Repeat each line of the material below exactly as it appears, minus any pictures.

— Start GIVEN DATA —

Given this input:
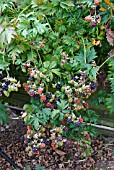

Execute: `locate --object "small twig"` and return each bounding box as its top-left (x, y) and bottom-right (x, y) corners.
top-left (92, 139), bottom-right (114, 155)
top-left (82, 37), bottom-right (86, 64)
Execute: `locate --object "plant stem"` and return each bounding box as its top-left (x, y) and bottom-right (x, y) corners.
top-left (82, 37), bottom-right (86, 64)
top-left (10, 4), bottom-right (32, 24)
top-left (98, 54), bottom-right (114, 70)
top-left (44, 15), bottom-right (54, 32)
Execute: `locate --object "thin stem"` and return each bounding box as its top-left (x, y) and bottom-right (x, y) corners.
top-left (44, 15), bottom-right (54, 32)
top-left (10, 4), bottom-right (32, 23)
top-left (98, 54), bottom-right (114, 70)
top-left (93, 140), bottom-right (114, 155)
top-left (82, 37), bottom-right (86, 64)
top-left (37, 50), bottom-right (42, 64)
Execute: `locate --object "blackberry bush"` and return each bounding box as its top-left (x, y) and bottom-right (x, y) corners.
top-left (0, 0), bottom-right (114, 156)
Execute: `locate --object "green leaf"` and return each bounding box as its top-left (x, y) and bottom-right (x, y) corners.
top-left (74, 51), bottom-right (85, 63)
top-left (33, 117), bottom-right (39, 130)
top-left (43, 61), bottom-right (50, 68)
top-left (86, 48), bottom-right (97, 63)
top-left (0, 59), bottom-right (9, 70)
top-left (51, 110), bottom-right (60, 119)
top-left (51, 68), bottom-right (61, 77)
top-left (49, 61), bottom-right (57, 69)
top-left (88, 67), bottom-right (98, 79)
top-left (26, 166), bottom-right (31, 170)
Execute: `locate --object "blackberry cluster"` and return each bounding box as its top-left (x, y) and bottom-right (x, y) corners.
top-left (33, 94), bottom-right (39, 100)
top-left (72, 77), bottom-right (79, 82)
top-left (0, 73), bottom-right (3, 79)
top-left (66, 118), bottom-right (72, 124)
top-left (43, 139), bottom-right (50, 145)
top-left (56, 83), bottom-right (62, 89)
top-left (2, 84), bottom-right (8, 91)
top-left (32, 147), bottom-right (38, 152)
top-left (75, 122), bottom-right (80, 127)
top-left (46, 93), bottom-right (52, 99)
top-left (90, 82), bottom-right (96, 90)
top-left (28, 77), bottom-right (35, 81)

— End GIVEN DATA —

_RESPONSE_:
Given this input:

Execute: `locate --object "small twig"` and return each bounding box as its top-left (x, y) and bottom-right (x, y) corners.
top-left (92, 139), bottom-right (114, 155)
top-left (82, 37), bottom-right (86, 64)
Execute: `locate --object "plant stem"` and return each bounding box as its top-left (x, y) and bottom-right (x, y) corners.
top-left (82, 37), bottom-right (86, 64)
top-left (10, 4), bottom-right (32, 24)
top-left (98, 54), bottom-right (114, 70)
top-left (44, 15), bottom-right (54, 32)
Execute: `locate --object "thin stem"` and return each bounding box as its top-left (x, y) and bottom-right (x, y) corners.
top-left (44, 15), bottom-right (54, 32)
top-left (10, 4), bottom-right (32, 23)
top-left (98, 54), bottom-right (114, 70)
top-left (93, 140), bottom-right (114, 155)
top-left (82, 37), bottom-right (86, 64)
top-left (37, 50), bottom-right (42, 64)
Execute: `locate --object "blackberry bush"` and return each bounding box as its top-left (x, y) and bottom-right (x, y) corners.
top-left (0, 0), bottom-right (114, 156)
Execute: `locate --object "green leaf"` and return each bounding box as its top-left (x, y) and bottom-right (x, y) corners.
top-left (74, 51), bottom-right (85, 63)
top-left (33, 117), bottom-right (39, 130)
top-left (43, 61), bottom-right (50, 68)
top-left (86, 48), bottom-right (97, 63)
top-left (0, 59), bottom-right (9, 70)
top-left (51, 110), bottom-right (60, 119)
top-left (51, 68), bottom-right (61, 77)
top-left (49, 61), bottom-right (57, 69)
top-left (88, 67), bottom-right (98, 79)
top-left (26, 166), bottom-right (31, 170)
Execute: `locate --object "blackberry cluster"` and return each bounding box as its top-left (x, y) and bottom-right (x, y) corners.
top-left (33, 94), bottom-right (39, 100)
top-left (72, 77), bottom-right (79, 82)
top-left (0, 73), bottom-right (3, 79)
top-left (66, 118), bottom-right (72, 124)
top-left (43, 139), bottom-right (50, 145)
top-left (56, 83), bottom-right (62, 89)
top-left (2, 84), bottom-right (8, 91)
top-left (32, 147), bottom-right (38, 152)
top-left (75, 122), bottom-right (80, 127)
top-left (46, 93), bottom-right (52, 99)
top-left (90, 82), bottom-right (96, 90)
top-left (28, 77), bottom-right (35, 81)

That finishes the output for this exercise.